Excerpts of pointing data
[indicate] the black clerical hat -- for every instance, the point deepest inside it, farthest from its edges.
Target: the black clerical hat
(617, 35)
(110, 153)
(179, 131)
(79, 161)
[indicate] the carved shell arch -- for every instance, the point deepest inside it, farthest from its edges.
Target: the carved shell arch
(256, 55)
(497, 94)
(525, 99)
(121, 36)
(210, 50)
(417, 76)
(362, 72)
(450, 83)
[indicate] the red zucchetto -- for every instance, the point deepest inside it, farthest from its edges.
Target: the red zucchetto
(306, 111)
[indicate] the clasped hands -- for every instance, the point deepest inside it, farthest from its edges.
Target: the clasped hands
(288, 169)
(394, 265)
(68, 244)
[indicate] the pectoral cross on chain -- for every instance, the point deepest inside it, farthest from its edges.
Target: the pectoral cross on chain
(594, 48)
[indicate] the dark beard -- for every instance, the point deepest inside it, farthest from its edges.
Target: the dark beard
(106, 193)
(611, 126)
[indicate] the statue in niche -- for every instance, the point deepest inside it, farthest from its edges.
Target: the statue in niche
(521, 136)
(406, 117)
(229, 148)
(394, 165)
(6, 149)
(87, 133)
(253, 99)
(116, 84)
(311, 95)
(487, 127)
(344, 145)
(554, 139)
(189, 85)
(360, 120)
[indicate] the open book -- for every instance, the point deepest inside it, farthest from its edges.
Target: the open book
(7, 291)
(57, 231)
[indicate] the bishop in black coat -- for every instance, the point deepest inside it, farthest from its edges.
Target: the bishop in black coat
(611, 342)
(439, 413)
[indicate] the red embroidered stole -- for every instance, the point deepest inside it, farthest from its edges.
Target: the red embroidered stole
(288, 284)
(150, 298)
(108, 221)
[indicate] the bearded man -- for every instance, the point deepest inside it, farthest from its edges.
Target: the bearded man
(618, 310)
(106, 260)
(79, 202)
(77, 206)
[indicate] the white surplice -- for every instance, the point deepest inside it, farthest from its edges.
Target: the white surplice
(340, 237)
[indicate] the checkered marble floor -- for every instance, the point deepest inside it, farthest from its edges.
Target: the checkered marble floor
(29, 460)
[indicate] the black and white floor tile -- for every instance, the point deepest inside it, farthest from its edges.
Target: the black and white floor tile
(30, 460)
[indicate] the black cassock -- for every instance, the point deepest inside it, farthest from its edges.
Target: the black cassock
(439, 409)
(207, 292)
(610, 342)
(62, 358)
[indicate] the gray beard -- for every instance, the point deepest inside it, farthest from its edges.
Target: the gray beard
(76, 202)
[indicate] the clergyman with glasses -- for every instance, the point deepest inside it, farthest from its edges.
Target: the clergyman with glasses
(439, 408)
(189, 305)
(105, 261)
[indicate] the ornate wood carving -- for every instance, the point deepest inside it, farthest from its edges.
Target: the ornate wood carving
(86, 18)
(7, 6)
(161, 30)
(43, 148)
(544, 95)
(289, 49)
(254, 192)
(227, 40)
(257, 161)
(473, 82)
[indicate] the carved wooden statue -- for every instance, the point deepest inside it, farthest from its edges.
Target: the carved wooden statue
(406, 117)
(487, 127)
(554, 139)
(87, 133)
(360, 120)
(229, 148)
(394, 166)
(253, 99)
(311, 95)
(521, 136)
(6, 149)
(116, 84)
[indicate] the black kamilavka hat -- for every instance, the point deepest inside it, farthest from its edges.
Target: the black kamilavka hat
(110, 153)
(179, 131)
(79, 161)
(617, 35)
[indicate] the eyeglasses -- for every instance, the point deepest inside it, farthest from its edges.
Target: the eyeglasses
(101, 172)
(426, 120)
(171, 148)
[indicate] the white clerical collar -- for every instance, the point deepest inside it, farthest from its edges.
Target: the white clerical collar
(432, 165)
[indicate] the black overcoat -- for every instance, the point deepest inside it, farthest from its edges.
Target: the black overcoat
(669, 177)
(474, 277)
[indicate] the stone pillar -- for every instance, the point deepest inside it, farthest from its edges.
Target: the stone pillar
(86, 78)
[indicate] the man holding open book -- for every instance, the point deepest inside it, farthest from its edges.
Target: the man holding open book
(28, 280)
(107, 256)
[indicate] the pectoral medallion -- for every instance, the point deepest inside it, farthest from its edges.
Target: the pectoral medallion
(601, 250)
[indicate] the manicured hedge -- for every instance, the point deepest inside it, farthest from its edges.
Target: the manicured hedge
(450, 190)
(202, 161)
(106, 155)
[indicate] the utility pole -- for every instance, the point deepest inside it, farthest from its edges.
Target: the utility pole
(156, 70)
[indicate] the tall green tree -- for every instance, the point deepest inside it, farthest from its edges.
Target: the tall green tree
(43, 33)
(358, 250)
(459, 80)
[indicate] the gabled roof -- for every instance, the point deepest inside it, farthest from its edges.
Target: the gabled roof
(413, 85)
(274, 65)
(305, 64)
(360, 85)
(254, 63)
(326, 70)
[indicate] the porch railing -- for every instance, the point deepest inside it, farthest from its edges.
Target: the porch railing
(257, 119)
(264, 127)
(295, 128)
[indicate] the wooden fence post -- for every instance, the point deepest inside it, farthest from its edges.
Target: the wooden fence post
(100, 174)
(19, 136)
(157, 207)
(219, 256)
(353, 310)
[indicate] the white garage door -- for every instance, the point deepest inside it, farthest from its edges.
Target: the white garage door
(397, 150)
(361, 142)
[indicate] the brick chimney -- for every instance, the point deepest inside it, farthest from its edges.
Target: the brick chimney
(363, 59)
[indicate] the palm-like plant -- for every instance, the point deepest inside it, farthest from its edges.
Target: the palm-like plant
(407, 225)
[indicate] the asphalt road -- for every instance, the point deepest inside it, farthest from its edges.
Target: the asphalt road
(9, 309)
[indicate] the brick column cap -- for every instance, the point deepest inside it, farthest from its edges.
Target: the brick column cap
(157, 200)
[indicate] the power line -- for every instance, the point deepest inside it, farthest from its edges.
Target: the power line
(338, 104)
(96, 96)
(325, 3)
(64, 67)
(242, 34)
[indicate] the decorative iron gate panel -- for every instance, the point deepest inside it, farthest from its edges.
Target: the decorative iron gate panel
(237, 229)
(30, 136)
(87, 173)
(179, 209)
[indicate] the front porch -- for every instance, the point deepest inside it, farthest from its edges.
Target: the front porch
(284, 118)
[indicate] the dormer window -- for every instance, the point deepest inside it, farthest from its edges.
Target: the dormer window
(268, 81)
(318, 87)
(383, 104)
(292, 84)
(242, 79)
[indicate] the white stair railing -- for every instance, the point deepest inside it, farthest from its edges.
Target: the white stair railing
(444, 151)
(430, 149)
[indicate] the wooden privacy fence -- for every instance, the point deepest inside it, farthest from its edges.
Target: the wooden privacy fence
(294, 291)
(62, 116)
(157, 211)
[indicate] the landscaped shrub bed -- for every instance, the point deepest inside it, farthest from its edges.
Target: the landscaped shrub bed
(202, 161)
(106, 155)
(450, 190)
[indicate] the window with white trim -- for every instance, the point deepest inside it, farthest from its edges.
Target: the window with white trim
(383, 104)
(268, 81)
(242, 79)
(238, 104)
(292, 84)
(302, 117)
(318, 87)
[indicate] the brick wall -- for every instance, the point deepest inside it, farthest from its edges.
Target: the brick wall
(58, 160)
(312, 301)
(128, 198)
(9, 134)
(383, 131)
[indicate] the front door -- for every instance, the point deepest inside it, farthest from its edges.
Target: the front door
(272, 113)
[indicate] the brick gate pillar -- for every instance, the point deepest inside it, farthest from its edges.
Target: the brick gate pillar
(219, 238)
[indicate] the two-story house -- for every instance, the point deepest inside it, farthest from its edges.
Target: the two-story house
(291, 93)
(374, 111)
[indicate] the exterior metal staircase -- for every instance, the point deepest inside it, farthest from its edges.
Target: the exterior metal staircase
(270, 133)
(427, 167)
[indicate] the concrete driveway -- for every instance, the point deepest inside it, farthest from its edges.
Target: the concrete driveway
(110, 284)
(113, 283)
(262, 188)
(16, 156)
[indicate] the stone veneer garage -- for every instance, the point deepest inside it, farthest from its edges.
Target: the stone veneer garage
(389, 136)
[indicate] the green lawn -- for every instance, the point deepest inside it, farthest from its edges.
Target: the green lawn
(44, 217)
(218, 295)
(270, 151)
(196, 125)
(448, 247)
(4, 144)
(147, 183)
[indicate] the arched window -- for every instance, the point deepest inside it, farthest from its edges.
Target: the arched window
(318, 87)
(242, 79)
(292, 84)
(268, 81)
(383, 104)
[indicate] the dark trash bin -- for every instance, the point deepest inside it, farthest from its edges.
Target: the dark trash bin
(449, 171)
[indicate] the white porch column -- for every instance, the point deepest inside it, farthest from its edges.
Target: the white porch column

## [Given request]
Reproduce only the lines between the line containing "[indicate] the concrete" and the last line of the records, those two lines included, exactly.

## [Written response]
[indicate] the concrete driveway -- for every instance, the point deepest inside it, farthest from its edges.
Target: the concrete driveway
(110, 284)
(113, 283)
(262, 188)
(16, 156)
[indicate] the stone veneer garage -- for every instance, the point deepest inside it, farthest from its edges.
Target: the stone veneer garage
(389, 136)
[indicate] the green lawn -- for every instance, the point deepest inside it, farthest from its edges.
Target: the green lawn
(44, 217)
(218, 295)
(270, 151)
(196, 125)
(448, 247)
(4, 144)
(147, 183)
[indicate] the arched window -- for every instance, the point deepest inside it, farthest from its edges.
Target: the arched window
(318, 87)
(242, 79)
(292, 84)
(268, 81)
(383, 104)
[indicate] the dark trash bin -- for every instance, the point deepest inside it, farthest from its edges.
Target: the dark trash bin
(449, 171)
[indicate] the white porch column -- for every instance, the point deepest inside it, farthest from its edges.
Target: the white porch column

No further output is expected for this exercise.